| Kutipan Teks |
++++++++

Menakar Hubungan Blogger – Agency

Seperti yang kita maklumi, kegiatan blogging dilengkapi dengan tren blog review. Satu persatu blogger mulai tergiur dengan bayaran dari penitip iklan. Blogger yang kumaksud di sini tak bersifat umum, tetapi lebih khusus untuk blogger yang biasa menerima pesanan tulisan. Selain memasang adsense dan iklan banner pada blognya, blogger juga menyukai blog review, menulis sesuai dengan pesanan pembayar. Biasanya job review kelihatan lebih besar nominalnya dibandingkan iklan banner.

Makin tumbuhnya tren beriklan lewat blogger, tentu memengaruhi pertumbuhan agency. Tentu saja agency memburu blogger untuk diajak bekerja sama. Persaingan antar agency pun pada satu sisi memberikan keuntungan bagi blogger. Boleh jadi seorang blogger mendapatkan tawaran dari 3 agency sekaligus. Ada yang brief-nya sejenis, misalnya sama-sama dari 3 perusahaan telko yang tentu saling bersaing, ada pula yang beragam, mulai dari agency travel, kuliner, fashion, kosmetika, olah raga, bahkan agency politik.

Apakah kerja sama antara blogger dengan agency berjalan mulus? Tentu saja tidak. Dari beberapa kasus yang kutemukan dalam persliweranku di jalur blogging. Ada teman-teman blogger yang curhat langsung kepadaku perkara agency. Bahkan beberapa kali aku menemukan curhatan tersebut di media sosial seperti Twitter dan Facebook.

++++++++

| Tugas |
a. Tentukan apakah setiap pernyataan berikut sesuai dengan teks tentang hubungan blogger dan agency: (i) nominal job review biasanya lebih kecil daripada iklan banner; (ii) seorang blogger bisa saja mendapat tawaran dari tiga agency sekaligus; (iii) kerja sama antara blogger dan agency selalu berjalan mulus. Jawab ya atau tidak untuk masing-masing, disertai kutipan kata-kata penentunya dari teks.
b. Tuliskan ulang secara persis bagian teks tentang hubungan blogger dan agency, mulai dari "Makin tumbuhnya tren" sampai dengan "Twitter dan Facebook.".

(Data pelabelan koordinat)
++++++++

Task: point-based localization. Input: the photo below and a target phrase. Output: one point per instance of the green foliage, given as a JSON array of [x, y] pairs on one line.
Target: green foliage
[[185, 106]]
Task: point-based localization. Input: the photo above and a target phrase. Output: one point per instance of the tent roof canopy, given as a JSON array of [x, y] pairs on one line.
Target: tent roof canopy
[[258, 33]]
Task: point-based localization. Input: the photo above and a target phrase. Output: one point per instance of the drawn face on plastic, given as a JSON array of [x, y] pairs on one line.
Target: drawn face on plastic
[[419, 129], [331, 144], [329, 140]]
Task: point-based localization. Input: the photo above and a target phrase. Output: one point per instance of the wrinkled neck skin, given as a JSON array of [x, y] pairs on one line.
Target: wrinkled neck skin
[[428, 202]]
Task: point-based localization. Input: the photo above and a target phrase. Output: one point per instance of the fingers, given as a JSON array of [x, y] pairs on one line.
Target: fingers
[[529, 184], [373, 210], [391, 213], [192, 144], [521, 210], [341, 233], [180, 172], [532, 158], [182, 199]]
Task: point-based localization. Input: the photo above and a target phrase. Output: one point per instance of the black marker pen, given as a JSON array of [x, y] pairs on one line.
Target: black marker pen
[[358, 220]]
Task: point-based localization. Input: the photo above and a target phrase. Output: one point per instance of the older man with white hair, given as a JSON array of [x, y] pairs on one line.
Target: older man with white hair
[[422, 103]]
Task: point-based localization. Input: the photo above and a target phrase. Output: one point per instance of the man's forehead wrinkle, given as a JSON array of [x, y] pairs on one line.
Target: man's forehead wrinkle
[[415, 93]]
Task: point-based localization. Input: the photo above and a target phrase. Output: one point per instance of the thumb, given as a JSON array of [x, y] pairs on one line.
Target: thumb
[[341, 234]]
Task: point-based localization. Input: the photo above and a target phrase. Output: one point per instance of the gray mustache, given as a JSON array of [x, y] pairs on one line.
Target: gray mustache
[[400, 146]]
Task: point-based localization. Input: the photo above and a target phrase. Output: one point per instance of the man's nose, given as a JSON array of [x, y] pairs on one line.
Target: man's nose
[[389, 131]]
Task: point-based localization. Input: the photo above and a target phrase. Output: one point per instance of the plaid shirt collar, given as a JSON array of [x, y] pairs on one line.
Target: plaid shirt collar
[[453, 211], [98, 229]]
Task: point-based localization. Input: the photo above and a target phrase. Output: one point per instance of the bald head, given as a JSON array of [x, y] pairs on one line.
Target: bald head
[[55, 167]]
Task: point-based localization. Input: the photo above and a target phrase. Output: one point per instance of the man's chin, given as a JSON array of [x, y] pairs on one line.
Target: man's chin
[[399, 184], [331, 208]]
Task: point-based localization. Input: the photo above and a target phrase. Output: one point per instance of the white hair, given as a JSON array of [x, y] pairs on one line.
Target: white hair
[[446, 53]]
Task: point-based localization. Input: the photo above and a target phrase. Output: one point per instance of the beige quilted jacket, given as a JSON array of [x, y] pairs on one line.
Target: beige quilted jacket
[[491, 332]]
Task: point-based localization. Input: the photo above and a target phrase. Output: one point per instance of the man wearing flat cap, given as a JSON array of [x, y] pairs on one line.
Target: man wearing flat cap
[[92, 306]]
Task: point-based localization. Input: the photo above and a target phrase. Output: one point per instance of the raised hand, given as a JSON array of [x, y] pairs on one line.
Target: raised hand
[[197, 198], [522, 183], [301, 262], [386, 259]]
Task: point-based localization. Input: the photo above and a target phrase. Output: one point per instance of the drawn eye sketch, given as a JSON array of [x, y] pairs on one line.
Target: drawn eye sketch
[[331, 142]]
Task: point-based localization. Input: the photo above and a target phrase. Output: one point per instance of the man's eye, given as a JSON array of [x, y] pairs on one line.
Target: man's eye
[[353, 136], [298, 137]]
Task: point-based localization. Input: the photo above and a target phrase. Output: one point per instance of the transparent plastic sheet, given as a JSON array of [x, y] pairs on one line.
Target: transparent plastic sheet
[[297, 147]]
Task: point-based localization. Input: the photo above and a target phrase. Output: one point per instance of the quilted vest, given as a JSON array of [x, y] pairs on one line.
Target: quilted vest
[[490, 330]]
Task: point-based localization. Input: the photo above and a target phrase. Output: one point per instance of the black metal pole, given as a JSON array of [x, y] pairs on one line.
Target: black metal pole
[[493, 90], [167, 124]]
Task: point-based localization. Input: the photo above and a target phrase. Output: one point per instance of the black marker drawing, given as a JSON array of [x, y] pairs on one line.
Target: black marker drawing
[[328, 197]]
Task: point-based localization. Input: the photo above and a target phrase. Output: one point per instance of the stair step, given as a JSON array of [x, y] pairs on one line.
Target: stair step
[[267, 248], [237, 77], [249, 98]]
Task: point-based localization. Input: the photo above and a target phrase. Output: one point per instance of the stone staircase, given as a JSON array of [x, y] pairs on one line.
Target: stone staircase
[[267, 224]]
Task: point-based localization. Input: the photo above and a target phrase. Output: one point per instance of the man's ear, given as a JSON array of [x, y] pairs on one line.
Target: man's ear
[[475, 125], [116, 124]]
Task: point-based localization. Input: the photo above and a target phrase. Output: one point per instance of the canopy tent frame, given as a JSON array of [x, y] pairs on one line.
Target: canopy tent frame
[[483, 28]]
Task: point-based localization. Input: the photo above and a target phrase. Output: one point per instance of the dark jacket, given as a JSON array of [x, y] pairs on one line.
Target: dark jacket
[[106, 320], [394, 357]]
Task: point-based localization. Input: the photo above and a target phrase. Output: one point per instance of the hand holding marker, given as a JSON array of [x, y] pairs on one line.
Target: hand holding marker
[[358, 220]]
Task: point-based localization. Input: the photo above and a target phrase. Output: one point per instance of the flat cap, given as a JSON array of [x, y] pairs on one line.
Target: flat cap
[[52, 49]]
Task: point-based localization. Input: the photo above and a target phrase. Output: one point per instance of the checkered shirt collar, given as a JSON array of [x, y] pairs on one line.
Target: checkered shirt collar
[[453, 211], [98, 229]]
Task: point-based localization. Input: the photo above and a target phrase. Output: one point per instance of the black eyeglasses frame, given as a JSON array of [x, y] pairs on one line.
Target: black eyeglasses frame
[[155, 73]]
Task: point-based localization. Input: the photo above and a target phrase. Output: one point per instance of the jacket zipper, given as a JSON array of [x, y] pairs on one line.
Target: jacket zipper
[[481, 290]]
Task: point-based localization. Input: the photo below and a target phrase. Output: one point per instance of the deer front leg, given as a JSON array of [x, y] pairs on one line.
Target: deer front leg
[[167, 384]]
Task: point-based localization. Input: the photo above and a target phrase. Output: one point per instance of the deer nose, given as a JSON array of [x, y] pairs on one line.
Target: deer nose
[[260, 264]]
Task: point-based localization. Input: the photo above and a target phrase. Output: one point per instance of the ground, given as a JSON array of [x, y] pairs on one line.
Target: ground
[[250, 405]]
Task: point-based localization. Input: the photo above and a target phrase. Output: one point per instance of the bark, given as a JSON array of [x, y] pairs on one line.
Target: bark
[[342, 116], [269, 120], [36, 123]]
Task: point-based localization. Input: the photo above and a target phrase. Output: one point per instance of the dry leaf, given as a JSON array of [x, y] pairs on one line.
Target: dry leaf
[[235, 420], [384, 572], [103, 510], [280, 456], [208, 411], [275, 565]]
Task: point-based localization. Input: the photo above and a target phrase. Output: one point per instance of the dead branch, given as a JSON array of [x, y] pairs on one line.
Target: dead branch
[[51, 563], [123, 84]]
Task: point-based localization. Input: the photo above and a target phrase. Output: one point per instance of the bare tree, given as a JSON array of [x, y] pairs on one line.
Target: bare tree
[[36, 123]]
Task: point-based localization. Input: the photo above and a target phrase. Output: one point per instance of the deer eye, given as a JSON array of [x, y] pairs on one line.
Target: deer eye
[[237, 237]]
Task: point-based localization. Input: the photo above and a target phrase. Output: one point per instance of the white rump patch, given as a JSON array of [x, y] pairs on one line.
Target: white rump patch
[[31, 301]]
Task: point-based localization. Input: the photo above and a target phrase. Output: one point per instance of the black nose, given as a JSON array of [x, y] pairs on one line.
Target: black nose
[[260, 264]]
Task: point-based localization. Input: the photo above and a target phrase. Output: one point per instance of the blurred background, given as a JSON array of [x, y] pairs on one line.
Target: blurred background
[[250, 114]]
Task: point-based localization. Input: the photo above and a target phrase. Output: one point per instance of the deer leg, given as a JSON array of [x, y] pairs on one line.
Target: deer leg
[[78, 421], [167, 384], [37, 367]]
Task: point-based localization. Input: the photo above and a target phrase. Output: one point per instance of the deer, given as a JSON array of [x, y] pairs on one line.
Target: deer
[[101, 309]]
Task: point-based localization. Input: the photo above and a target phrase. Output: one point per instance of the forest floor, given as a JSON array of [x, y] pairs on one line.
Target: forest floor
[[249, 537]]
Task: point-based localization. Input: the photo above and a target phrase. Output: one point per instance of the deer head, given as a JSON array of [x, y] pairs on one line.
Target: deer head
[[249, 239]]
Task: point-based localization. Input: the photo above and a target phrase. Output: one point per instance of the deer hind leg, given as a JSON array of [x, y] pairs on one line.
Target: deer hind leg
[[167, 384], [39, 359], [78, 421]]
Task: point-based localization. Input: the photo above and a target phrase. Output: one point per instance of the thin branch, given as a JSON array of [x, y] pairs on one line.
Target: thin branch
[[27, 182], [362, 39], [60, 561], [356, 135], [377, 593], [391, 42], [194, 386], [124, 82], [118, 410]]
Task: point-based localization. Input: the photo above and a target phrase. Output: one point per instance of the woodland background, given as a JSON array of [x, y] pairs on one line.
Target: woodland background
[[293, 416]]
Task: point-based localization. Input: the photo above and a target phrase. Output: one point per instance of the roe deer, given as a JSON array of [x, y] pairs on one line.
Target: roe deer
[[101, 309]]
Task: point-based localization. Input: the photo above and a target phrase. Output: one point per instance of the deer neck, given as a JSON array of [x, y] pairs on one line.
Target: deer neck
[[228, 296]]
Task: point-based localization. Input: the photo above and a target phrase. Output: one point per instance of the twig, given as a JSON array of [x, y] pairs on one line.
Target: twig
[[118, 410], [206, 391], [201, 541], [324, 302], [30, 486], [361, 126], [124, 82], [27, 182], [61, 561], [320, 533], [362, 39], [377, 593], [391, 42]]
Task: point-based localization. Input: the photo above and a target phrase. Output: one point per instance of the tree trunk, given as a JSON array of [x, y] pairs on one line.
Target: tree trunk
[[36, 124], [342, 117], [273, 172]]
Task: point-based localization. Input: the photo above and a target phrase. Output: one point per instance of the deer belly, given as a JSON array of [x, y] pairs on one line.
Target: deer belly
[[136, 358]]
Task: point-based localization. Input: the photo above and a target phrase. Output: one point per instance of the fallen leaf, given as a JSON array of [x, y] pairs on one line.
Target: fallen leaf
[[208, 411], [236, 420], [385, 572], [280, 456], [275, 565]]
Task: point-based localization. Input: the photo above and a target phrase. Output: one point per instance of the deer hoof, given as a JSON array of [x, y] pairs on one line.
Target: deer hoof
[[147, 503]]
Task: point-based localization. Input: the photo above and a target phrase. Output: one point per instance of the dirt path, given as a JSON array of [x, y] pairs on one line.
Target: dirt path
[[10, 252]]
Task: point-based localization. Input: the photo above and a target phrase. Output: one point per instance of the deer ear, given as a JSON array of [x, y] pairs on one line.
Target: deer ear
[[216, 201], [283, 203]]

++++++++

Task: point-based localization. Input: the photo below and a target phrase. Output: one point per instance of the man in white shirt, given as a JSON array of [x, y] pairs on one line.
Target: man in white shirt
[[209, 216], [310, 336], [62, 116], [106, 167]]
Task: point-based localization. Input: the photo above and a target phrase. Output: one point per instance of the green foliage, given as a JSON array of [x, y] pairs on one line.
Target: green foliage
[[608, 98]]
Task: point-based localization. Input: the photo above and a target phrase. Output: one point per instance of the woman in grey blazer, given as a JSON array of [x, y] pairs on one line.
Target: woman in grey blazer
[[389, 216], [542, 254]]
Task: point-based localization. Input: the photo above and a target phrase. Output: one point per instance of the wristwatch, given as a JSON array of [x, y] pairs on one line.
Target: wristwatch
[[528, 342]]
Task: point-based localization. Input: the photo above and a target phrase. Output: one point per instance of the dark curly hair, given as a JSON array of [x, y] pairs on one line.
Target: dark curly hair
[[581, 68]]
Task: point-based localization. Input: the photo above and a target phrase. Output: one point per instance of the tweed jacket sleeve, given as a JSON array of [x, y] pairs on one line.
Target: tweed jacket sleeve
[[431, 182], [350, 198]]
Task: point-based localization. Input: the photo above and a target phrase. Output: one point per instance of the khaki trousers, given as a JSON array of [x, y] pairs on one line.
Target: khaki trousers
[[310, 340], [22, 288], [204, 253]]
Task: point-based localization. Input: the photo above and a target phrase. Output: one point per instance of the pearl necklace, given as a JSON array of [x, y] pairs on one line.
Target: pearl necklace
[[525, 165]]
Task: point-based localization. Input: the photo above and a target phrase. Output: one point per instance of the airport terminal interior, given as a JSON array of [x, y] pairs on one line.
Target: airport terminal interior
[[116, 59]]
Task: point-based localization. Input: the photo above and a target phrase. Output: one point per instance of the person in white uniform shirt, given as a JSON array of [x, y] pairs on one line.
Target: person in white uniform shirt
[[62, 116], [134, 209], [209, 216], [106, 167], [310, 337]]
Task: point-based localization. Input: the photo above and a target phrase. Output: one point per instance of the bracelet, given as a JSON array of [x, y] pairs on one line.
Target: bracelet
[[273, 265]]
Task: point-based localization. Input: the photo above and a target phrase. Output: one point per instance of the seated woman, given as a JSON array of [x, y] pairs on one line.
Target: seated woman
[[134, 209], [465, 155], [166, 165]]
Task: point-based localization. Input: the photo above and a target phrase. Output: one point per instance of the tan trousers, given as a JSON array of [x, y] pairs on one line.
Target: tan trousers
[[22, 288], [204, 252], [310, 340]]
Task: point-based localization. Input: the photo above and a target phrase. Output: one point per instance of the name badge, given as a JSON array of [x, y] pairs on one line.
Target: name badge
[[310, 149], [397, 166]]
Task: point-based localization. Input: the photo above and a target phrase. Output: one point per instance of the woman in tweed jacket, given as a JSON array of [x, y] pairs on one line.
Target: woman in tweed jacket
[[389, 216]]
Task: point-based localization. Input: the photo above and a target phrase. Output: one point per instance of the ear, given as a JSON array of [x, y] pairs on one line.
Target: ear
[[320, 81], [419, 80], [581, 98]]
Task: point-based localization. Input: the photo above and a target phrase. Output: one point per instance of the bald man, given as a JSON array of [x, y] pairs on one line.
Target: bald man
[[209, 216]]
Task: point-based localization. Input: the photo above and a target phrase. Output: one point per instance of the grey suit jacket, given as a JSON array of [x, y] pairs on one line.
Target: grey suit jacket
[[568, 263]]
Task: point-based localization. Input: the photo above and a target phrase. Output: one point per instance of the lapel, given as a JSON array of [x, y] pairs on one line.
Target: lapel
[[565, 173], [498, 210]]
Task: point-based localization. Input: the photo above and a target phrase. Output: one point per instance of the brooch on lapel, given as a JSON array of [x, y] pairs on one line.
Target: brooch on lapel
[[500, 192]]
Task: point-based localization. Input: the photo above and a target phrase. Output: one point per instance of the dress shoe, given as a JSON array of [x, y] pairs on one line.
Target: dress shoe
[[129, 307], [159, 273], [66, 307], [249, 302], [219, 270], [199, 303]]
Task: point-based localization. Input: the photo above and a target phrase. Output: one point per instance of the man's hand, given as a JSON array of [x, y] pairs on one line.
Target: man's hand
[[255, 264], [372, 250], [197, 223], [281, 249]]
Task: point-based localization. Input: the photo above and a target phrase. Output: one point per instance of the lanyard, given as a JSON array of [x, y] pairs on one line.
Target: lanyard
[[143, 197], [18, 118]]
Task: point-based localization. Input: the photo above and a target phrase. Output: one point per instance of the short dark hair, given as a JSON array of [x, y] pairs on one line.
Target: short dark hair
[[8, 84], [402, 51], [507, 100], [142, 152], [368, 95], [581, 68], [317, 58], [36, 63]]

++++++++

| Kunci Jawaban |
a.
(i) Tidak. "Biasanya job review kelihatan lebih besar nominalnya dibandingkan iklan banner."
(ii) Ya. "Boleh jadi seorang blogger mendapatkan tawaran dari 3 agency sekaligus."
(iii) Tidak. "Apakah kerja sama antara blogger dengan agency berjalan mulus? Tentu saja tidak."

b.
Makin tumbuhnya tren beriklan lewat blogger, tentu memengaruhi pertumbuhan agency. Tentu saja agency memburu blogger untuk diajak bekerja sama. Persaingan antar agency pun pada satu sisi memberikan keuntungan bagi blogger. Boleh jadi seorang blogger mendapatkan tawaran dari 3 agency sekaligus. Ada yang brief-nya sejenis, misalnya sama-sama dari 3 perusahaan telko yang tentu saling bersaing, ada pula yang beragam, mulai dari agency travel, kuliner, fashion, kosmetika, olah raga, bahkan agency politik.

Apakah kerja sama antara blogger dengan agency berjalan mulus? Tentu saja tidak. Dari beberapa kasus yang kutemukan dalam persliweranku di jalur blogging. Ada teman-teman blogger yang curhat langsung kepadaku perkara agency. Bahkan beberapa kali aku menemukan curhatan tersebut di media sosial seperti Twitter dan Facebook.